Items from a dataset
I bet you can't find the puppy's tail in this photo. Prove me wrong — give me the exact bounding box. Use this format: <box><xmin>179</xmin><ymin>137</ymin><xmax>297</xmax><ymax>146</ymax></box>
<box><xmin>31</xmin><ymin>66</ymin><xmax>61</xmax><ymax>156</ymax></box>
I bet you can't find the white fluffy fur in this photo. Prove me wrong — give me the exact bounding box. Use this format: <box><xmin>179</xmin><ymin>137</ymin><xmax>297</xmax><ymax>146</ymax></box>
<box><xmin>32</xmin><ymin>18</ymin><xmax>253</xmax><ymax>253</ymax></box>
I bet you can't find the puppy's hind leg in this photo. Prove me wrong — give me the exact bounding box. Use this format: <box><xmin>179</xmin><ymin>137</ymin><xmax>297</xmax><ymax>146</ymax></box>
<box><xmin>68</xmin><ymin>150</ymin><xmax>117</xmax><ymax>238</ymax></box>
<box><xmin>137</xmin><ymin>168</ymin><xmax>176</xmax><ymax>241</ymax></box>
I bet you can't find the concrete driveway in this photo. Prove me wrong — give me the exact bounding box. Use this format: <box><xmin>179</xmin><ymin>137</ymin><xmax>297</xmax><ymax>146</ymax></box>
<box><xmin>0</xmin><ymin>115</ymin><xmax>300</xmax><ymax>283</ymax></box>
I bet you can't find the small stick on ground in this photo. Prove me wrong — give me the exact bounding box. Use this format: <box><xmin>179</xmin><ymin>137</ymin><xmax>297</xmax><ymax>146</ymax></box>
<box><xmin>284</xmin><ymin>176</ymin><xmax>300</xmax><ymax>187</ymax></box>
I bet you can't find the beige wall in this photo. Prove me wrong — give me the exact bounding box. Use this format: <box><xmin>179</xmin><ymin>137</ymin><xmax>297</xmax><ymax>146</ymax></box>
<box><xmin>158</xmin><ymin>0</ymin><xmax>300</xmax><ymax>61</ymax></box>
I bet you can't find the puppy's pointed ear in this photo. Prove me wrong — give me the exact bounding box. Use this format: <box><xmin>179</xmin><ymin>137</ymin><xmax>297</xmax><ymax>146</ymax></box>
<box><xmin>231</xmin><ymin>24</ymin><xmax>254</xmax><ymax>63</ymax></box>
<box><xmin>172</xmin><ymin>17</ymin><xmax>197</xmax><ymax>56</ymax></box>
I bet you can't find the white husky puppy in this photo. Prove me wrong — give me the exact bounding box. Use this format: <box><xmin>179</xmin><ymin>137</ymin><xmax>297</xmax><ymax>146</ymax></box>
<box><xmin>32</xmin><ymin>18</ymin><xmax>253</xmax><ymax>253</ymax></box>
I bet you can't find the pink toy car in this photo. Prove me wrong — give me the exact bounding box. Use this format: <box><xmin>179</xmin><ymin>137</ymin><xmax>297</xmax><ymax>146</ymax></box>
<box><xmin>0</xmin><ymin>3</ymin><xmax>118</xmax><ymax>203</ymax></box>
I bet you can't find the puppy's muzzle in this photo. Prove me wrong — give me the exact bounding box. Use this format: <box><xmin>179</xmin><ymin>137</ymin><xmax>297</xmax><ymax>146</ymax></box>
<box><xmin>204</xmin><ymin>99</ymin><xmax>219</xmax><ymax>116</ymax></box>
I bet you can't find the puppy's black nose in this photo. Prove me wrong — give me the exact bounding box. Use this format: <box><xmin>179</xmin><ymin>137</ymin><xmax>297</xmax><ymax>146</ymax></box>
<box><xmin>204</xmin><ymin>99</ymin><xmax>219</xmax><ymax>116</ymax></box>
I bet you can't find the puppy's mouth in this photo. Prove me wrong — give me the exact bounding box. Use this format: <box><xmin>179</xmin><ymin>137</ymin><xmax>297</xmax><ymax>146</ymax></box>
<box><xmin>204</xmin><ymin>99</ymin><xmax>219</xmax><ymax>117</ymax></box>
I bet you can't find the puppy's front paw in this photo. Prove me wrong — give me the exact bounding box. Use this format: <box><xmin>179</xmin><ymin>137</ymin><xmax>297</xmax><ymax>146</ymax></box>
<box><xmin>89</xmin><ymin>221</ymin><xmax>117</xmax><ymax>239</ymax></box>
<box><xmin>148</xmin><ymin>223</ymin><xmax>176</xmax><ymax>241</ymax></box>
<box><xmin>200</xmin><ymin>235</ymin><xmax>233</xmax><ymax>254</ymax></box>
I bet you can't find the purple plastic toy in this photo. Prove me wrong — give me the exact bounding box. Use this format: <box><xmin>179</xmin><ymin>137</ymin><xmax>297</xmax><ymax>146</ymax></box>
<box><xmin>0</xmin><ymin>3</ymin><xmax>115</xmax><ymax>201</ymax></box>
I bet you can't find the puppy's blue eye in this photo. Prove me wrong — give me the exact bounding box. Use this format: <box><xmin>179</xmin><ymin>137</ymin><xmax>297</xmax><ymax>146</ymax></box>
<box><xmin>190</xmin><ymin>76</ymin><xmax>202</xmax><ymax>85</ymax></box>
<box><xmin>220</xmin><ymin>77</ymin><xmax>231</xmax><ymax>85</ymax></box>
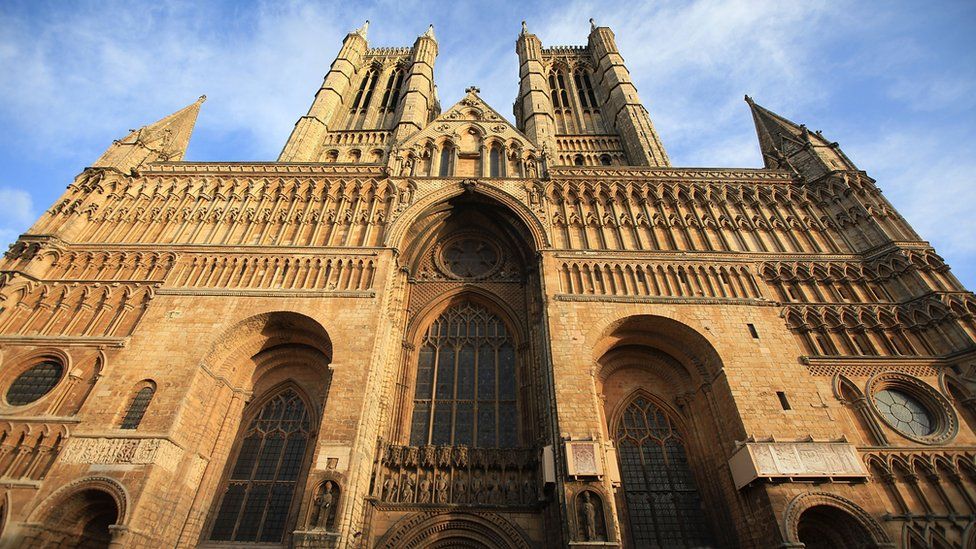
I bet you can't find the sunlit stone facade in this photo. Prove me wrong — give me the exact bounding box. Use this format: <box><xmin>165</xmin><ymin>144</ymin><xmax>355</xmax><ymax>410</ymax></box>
<box><xmin>0</xmin><ymin>18</ymin><xmax>976</xmax><ymax>548</ymax></box>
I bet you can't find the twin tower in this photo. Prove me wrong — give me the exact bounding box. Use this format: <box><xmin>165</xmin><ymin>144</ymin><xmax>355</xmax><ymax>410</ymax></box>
<box><xmin>279</xmin><ymin>20</ymin><xmax>669</xmax><ymax>172</ymax></box>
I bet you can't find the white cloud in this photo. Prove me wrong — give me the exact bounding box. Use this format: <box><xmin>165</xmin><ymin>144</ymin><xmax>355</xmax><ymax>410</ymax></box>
<box><xmin>0</xmin><ymin>187</ymin><xmax>37</xmax><ymax>247</ymax></box>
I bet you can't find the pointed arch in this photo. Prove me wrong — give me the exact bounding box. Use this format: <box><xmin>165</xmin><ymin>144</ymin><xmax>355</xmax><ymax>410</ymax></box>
<box><xmin>207</xmin><ymin>381</ymin><xmax>318</xmax><ymax>543</ymax></box>
<box><xmin>383</xmin><ymin>181</ymin><xmax>550</xmax><ymax>251</ymax></box>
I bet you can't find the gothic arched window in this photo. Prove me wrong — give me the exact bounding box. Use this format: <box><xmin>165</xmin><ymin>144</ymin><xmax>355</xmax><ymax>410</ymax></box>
<box><xmin>437</xmin><ymin>143</ymin><xmax>454</xmax><ymax>177</ymax></box>
<box><xmin>120</xmin><ymin>381</ymin><xmax>156</xmax><ymax>429</ymax></box>
<box><xmin>410</xmin><ymin>303</ymin><xmax>518</xmax><ymax>448</ymax></box>
<box><xmin>488</xmin><ymin>145</ymin><xmax>502</xmax><ymax>177</ymax></box>
<box><xmin>614</xmin><ymin>396</ymin><xmax>713</xmax><ymax>547</ymax></box>
<box><xmin>380</xmin><ymin>69</ymin><xmax>403</xmax><ymax>111</ymax></box>
<box><xmin>210</xmin><ymin>388</ymin><xmax>312</xmax><ymax>543</ymax></box>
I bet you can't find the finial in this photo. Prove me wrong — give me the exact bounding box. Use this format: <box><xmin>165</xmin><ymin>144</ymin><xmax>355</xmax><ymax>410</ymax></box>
<box><xmin>356</xmin><ymin>19</ymin><xmax>369</xmax><ymax>39</ymax></box>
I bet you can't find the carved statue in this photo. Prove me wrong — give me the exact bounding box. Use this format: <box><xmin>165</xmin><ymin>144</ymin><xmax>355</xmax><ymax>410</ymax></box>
<box><xmin>434</xmin><ymin>473</ymin><xmax>448</xmax><ymax>503</ymax></box>
<box><xmin>312</xmin><ymin>480</ymin><xmax>335</xmax><ymax>530</ymax></box>
<box><xmin>580</xmin><ymin>492</ymin><xmax>596</xmax><ymax>541</ymax></box>
<box><xmin>454</xmin><ymin>474</ymin><xmax>468</xmax><ymax>503</ymax></box>
<box><xmin>505</xmin><ymin>473</ymin><xmax>519</xmax><ymax>503</ymax></box>
<box><xmin>471</xmin><ymin>473</ymin><xmax>485</xmax><ymax>503</ymax></box>
<box><xmin>420</xmin><ymin>445</ymin><xmax>436</xmax><ymax>467</ymax></box>
<box><xmin>383</xmin><ymin>476</ymin><xmax>396</xmax><ymax>501</ymax></box>
<box><xmin>419</xmin><ymin>475</ymin><xmax>431</xmax><ymax>503</ymax></box>
<box><xmin>489</xmin><ymin>477</ymin><xmax>502</xmax><ymax>503</ymax></box>
<box><xmin>400</xmin><ymin>473</ymin><xmax>417</xmax><ymax>503</ymax></box>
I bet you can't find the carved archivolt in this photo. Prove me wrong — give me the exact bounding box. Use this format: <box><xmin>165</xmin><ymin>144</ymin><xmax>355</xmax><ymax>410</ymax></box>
<box><xmin>376</xmin><ymin>512</ymin><xmax>530</xmax><ymax>549</ymax></box>
<box><xmin>781</xmin><ymin>492</ymin><xmax>894</xmax><ymax>547</ymax></box>
<box><xmin>26</xmin><ymin>477</ymin><xmax>129</xmax><ymax>525</ymax></box>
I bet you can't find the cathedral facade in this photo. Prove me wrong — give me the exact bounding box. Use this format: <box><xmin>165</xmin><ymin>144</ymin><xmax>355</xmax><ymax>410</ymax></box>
<box><xmin>0</xmin><ymin>18</ymin><xmax>976</xmax><ymax>548</ymax></box>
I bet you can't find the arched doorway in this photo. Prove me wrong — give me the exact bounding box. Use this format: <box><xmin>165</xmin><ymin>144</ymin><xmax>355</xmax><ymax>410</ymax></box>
<box><xmin>614</xmin><ymin>394</ymin><xmax>712</xmax><ymax>547</ymax></box>
<box><xmin>40</xmin><ymin>488</ymin><xmax>119</xmax><ymax>549</ymax></box>
<box><xmin>783</xmin><ymin>492</ymin><xmax>894</xmax><ymax>549</ymax></box>
<box><xmin>797</xmin><ymin>505</ymin><xmax>875</xmax><ymax>549</ymax></box>
<box><xmin>376</xmin><ymin>512</ymin><xmax>529</xmax><ymax>549</ymax></box>
<box><xmin>594</xmin><ymin>315</ymin><xmax>743</xmax><ymax>548</ymax></box>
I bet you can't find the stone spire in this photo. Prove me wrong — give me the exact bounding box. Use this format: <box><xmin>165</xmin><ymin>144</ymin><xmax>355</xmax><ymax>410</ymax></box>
<box><xmin>355</xmin><ymin>19</ymin><xmax>369</xmax><ymax>40</ymax></box>
<box><xmin>92</xmin><ymin>95</ymin><xmax>207</xmax><ymax>173</ymax></box>
<box><xmin>745</xmin><ymin>95</ymin><xmax>857</xmax><ymax>179</ymax></box>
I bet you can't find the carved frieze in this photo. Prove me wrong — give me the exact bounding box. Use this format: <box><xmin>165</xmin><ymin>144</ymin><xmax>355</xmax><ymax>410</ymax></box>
<box><xmin>61</xmin><ymin>437</ymin><xmax>183</xmax><ymax>471</ymax></box>
<box><xmin>729</xmin><ymin>442</ymin><xmax>868</xmax><ymax>489</ymax></box>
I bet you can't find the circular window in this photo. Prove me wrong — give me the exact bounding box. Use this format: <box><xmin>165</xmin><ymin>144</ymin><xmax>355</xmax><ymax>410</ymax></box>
<box><xmin>438</xmin><ymin>235</ymin><xmax>501</xmax><ymax>278</ymax></box>
<box><xmin>874</xmin><ymin>389</ymin><xmax>935</xmax><ymax>437</ymax></box>
<box><xmin>868</xmin><ymin>372</ymin><xmax>959</xmax><ymax>444</ymax></box>
<box><xmin>7</xmin><ymin>360</ymin><xmax>64</xmax><ymax>406</ymax></box>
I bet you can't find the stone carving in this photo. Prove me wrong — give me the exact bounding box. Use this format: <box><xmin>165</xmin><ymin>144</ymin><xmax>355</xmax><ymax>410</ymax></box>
<box><xmin>375</xmin><ymin>444</ymin><xmax>538</xmax><ymax>506</ymax></box>
<box><xmin>311</xmin><ymin>480</ymin><xmax>339</xmax><ymax>530</ymax></box>
<box><xmin>61</xmin><ymin>438</ymin><xmax>183</xmax><ymax>471</ymax></box>
<box><xmin>576</xmin><ymin>490</ymin><xmax>607</xmax><ymax>541</ymax></box>
<box><xmin>729</xmin><ymin>442</ymin><xmax>868</xmax><ymax>489</ymax></box>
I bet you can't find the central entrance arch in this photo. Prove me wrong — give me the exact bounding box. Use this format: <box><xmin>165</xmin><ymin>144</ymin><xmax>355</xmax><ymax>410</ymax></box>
<box><xmin>376</xmin><ymin>512</ymin><xmax>529</xmax><ymax>549</ymax></box>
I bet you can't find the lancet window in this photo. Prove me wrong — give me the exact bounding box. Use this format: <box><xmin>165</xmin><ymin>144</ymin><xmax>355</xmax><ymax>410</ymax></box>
<box><xmin>120</xmin><ymin>384</ymin><xmax>156</xmax><ymax>429</ymax></box>
<box><xmin>410</xmin><ymin>302</ymin><xmax>519</xmax><ymax>448</ymax></box>
<box><xmin>210</xmin><ymin>388</ymin><xmax>312</xmax><ymax>543</ymax></box>
<box><xmin>347</xmin><ymin>68</ymin><xmax>379</xmax><ymax>130</ymax></box>
<box><xmin>614</xmin><ymin>396</ymin><xmax>713</xmax><ymax>547</ymax></box>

WHAT THIS TASK INVOLVES. Everything from the line with "I bet you can't find the stone carving" to the end of the listing above needs to be duplicated exactly, both end lines included, with nothing more.

THE REPLY.
I bet you can't find the stone carving in this photo. Prove me wrong — give me the exact bounding box. Use this format: <box><xmin>165</xmin><ymin>144</ymin><xmax>355</xmax><ymax>410</ymax></box>
<box><xmin>375</xmin><ymin>444</ymin><xmax>538</xmax><ymax>506</ymax></box>
<box><xmin>311</xmin><ymin>480</ymin><xmax>339</xmax><ymax>530</ymax></box>
<box><xmin>61</xmin><ymin>438</ymin><xmax>183</xmax><ymax>471</ymax></box>
<box><xmin>576</xmin><ymin>490</ymin><xmax>607</xmax><ymax>541</ymax></box>
<box><xmin>729</xmin><ymin>442</ymin><xmax>868</xmax><ymax>489</ymax></box>
I bet you can't find the central entrance arch in this photo. Prove me wrong — give me the exact bounding box. Use this format: <box><xmin>165</xmin><ymin>144</ymin><xmax>355</xmax><ymax>410</ymax></box>
<box><xmin>376</xmin><ymin>512</ymin><xmax>529</xmax><ymax>549</ymax></box>
I bet you can't find the lancet window in this photo. Prove me wrong — give me the exact bounding box. Use this format: <box><xmin>165</xmin><ymin>144</ymin><xmax>355</xmax><ymax>410</ymax></box>
<box><xmin>120</xmin><ymin>384</ymin><xmax>156</xmax><ymax>429</ymax></box>
<box><xmin>410</xmin><ymin>302</ymin><xmax>519</xmax><ymax>448</ymax></box>
<box><xmin>210</xmin><ymin>388</ymin><xmax>312</xmax><ymax>543</ymax></box>
<box><xmin>347</xmin><ymin>68</ymin><xmax>379</xmax><ymax>130</ymax></box>
<box><xmin>614</xmin><ymin>396</ymin><xmax>713</xmax><ymax>547</ymax></box>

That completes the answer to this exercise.